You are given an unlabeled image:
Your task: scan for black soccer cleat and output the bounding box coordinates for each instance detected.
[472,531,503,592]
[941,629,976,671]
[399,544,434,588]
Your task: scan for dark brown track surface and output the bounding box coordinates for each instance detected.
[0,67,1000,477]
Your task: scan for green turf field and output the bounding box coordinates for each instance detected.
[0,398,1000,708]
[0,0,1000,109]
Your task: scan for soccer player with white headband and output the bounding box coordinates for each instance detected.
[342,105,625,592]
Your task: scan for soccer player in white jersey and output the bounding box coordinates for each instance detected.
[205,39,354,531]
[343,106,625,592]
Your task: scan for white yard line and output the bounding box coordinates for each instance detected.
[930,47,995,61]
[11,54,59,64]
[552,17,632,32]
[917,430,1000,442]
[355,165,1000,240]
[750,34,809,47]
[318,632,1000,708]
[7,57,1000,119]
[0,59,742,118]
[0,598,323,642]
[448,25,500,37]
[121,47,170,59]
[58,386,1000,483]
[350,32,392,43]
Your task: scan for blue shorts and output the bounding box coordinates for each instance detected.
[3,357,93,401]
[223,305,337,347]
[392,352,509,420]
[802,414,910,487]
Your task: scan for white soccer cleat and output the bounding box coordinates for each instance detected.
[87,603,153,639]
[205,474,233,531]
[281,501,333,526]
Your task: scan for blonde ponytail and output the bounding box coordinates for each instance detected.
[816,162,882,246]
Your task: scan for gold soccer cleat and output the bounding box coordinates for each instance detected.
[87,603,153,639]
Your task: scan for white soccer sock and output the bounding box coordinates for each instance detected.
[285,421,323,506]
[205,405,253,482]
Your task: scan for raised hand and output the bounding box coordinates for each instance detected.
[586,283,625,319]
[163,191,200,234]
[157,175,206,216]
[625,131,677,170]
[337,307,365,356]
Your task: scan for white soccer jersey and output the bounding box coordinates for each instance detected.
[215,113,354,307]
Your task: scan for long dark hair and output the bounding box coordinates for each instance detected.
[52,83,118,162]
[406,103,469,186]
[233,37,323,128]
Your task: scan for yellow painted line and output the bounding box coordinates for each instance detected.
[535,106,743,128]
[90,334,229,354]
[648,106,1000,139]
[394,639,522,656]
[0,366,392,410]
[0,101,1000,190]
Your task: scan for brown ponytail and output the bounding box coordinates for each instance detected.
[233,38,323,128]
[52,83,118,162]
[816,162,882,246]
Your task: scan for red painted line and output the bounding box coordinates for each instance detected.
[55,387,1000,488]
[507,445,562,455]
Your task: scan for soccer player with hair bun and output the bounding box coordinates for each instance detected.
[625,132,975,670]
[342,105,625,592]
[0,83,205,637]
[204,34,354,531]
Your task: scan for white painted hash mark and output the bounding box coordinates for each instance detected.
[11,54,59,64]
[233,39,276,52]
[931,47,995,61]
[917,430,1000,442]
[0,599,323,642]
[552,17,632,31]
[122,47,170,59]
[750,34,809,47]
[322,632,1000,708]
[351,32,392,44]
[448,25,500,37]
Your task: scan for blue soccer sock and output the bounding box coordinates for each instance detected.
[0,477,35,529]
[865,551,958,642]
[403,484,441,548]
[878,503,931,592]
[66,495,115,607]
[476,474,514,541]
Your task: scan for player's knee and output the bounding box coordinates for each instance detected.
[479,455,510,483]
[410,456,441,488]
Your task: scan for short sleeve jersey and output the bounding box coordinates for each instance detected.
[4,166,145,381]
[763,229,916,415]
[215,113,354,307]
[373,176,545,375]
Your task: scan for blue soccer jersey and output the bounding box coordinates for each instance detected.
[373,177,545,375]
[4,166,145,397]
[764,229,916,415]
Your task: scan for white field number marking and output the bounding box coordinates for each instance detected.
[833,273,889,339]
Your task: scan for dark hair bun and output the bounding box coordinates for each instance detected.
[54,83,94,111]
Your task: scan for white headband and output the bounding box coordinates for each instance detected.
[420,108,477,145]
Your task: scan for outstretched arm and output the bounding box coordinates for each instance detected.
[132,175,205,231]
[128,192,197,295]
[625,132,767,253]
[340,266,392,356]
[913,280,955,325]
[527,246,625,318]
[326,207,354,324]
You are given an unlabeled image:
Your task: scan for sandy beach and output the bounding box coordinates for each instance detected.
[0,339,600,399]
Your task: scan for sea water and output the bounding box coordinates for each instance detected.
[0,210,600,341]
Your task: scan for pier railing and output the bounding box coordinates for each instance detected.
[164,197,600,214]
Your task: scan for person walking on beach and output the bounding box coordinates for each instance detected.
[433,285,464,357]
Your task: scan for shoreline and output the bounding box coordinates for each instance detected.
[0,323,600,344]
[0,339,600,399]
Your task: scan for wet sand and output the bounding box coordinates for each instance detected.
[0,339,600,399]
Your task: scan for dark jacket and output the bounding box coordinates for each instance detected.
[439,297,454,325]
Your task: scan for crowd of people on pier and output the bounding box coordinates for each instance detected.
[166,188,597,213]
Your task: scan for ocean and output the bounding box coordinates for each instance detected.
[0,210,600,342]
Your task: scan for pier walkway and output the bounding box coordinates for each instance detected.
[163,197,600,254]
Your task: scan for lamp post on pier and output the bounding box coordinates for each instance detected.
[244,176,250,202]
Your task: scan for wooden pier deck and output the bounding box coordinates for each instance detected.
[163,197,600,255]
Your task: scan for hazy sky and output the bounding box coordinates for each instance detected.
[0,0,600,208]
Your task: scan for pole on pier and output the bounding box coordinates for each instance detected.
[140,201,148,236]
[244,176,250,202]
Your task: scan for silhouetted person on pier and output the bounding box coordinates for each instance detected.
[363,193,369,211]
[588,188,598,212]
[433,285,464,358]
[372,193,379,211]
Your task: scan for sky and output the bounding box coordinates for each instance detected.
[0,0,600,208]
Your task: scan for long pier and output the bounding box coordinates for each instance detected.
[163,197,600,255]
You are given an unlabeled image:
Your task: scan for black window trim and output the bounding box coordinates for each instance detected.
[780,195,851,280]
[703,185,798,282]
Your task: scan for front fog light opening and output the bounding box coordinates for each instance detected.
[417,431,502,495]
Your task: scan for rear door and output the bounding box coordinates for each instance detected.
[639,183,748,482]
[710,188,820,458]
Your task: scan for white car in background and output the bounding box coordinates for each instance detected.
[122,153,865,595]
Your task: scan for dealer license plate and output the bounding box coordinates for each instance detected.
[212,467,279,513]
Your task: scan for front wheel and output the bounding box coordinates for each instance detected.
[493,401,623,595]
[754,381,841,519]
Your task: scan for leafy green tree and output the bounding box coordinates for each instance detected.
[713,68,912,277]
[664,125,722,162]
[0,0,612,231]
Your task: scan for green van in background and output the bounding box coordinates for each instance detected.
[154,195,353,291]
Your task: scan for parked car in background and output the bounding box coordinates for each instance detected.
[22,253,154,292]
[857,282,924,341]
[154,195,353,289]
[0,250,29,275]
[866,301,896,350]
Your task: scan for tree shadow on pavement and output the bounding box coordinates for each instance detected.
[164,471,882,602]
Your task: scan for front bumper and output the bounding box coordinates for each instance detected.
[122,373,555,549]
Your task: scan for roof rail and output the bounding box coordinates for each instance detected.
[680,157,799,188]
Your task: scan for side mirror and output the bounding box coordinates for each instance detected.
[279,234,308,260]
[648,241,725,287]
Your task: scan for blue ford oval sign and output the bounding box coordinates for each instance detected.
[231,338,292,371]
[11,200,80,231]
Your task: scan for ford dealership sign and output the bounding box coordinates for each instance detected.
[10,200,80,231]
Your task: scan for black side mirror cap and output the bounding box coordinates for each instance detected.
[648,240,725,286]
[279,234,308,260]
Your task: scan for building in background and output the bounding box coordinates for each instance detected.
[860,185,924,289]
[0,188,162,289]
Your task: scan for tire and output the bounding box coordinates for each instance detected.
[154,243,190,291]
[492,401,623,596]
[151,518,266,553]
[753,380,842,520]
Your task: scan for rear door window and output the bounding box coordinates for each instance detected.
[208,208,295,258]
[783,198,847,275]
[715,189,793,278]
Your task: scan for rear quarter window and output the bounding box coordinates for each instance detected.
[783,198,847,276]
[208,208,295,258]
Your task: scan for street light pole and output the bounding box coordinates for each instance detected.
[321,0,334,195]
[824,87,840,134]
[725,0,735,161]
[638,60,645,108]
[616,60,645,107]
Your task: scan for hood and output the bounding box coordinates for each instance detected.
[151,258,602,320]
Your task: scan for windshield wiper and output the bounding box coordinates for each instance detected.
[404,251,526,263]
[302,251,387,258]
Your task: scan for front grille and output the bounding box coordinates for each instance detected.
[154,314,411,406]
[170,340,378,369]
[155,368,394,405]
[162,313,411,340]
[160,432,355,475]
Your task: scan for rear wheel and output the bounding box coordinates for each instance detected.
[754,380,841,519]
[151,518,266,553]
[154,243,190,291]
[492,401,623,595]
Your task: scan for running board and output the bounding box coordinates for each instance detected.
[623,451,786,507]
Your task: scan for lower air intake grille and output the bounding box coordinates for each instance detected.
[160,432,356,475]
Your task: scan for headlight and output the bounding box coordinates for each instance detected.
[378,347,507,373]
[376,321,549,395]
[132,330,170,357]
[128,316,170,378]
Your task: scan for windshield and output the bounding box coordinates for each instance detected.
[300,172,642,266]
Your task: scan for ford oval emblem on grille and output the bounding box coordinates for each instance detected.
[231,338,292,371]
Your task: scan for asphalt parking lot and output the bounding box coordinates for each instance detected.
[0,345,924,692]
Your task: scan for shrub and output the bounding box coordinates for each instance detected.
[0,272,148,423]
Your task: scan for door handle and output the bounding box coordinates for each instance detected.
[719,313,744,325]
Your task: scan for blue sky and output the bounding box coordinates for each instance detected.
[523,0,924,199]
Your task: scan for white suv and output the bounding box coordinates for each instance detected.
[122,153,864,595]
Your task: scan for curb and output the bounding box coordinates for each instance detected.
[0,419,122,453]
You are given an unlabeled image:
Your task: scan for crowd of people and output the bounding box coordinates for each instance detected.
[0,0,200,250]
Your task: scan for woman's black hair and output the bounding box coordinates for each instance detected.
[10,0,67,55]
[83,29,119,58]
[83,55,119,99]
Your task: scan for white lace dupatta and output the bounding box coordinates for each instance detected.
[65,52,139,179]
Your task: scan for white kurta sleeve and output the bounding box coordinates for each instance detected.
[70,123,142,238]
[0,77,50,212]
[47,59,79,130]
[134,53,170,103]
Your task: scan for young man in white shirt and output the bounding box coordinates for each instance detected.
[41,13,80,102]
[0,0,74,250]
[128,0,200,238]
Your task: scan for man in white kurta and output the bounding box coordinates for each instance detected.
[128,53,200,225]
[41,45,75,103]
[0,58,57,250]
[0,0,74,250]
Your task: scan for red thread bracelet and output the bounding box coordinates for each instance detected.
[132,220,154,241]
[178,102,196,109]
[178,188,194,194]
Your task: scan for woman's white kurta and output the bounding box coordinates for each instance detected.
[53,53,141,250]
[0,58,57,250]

-- -- --

--- What you will do ---
Copy out the records again word for word, starting with their first line and ending after the line that contains "[0,67,1000,477]".

--- Solution to the problem ---
You are given an unlabeled image:
Your task: scan for black soccer cleat and output the bounding box coordinates for each instance detected.
[472,531,503,592]
[941,629,976,671]
[399,544,434,588]
Your task: scan for dark brown track surface and output the bounding box coordinates for each instance detected.
[0,67,1000,477]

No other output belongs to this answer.